▸ **Data for the task**
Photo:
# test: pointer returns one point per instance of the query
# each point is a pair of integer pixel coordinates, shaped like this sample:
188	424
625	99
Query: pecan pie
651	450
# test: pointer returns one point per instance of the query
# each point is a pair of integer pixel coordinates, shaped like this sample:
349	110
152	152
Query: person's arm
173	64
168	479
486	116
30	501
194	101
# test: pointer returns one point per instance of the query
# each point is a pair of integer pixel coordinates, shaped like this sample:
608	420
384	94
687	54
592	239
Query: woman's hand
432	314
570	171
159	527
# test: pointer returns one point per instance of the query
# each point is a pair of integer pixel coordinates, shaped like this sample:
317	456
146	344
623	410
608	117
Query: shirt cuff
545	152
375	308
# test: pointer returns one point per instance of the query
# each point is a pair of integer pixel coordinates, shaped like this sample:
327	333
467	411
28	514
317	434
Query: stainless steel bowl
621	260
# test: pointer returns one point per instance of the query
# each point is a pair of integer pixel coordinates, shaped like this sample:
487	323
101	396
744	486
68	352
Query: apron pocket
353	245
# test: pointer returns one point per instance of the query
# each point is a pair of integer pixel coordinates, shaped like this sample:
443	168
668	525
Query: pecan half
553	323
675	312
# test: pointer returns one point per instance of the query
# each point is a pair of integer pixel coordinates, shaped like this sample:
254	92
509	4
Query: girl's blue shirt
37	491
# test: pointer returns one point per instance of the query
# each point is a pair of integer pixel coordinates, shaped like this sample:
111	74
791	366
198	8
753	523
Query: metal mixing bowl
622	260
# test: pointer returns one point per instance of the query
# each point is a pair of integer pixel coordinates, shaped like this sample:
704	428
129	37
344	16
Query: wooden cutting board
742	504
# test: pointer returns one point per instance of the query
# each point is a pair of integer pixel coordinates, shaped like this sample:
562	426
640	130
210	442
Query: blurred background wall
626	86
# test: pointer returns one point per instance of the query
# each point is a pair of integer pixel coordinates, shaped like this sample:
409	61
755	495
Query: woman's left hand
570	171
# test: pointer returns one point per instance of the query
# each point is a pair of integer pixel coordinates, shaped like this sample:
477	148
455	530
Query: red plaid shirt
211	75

▸ **Goal of the exercise**
From the listing above, reproduce all the lines exactly.

▸ **Exercise response**
Photo:
# test: pointer returns one point per instance of the query
# each point is a pair of integer pixel coordinates, shaped like this sample:
188	424
625	99
Query: pecan pie
651	450
# test: pointer returns one point per instance of the query
# each point is a pair of integer pixel coordinates, shaped like this sample:
349	110
152	152
Query: person's arm
173	64
168	479
486	116
30	501
194	101
# test: pointer returns one point per instance of the query
# each point is a pair of integer pixel coordinates, shaped like this sample:
608	420
384	94
687	54
592	239
Query: woman's hand
432	314
570	171
159	527
# test: pointer returns one point per instance of the query
# each point is a pair of integer pixel coordinates, shaped like this sample:
317	456
146	344
623	410
608	117
Query: shirt cuff
545	152
375	308
# test: pointer returns one point per instance of the query
# each point is a pair of integer pixel coordinates, shaped like this sample:
327	333
467	411
28	514
317	434
Query: stainless steel bowl
621	260
# test: pointer returns one point per instance of the query
# each point is a pair of integer pixel coordinates, shaped like this sample:
487	323
101	396
744	486
68	352
Query: apron pocket
353	245
# test: pointer returns one point per instance of the query
# each point is a pair of integer pixel coordinates, shaped like this sample:
443	168
668	525
Query: pecan half
553	323
675	312
# test: pointer returns one point per instance of the query
# each point is a pair of integer pixel coordinates, shaped like this sample:
254	92
509	4
Query: girl's blue shirt
37	491
# test: pointer returns one point per instance of the query
# each point is a pair of integer pixel coordinates, shaped like this sample:
111	74
791	366
198	8
753	523
Query: metal mixing bowl
622	260
# test: pointer returns one point per instance of the query
# each point is a pair of integer pixel coordinates, shaped like this sample:
704	428
129	37
344	16
Query: wooden cutting board
742	504
# test: pointer returns one point per instance of the query
# each point is a pair of integer pixel coordinates, shaped like this sample:
562	426
640	130
210	442
Query: blurred background wall
626	86
# test: pointer returns one point per instance of the query
# each point is a pair of integer pixel coordinates, shaped like this sample:
409	61
755	495
Query: woman's left hand
570	171
# test: pointer returns one point per instance of the query
# each point is a pair of integer pixel coordinates, shaped like this sample:
477	148
455	530
Query: red plaid shirt
211	75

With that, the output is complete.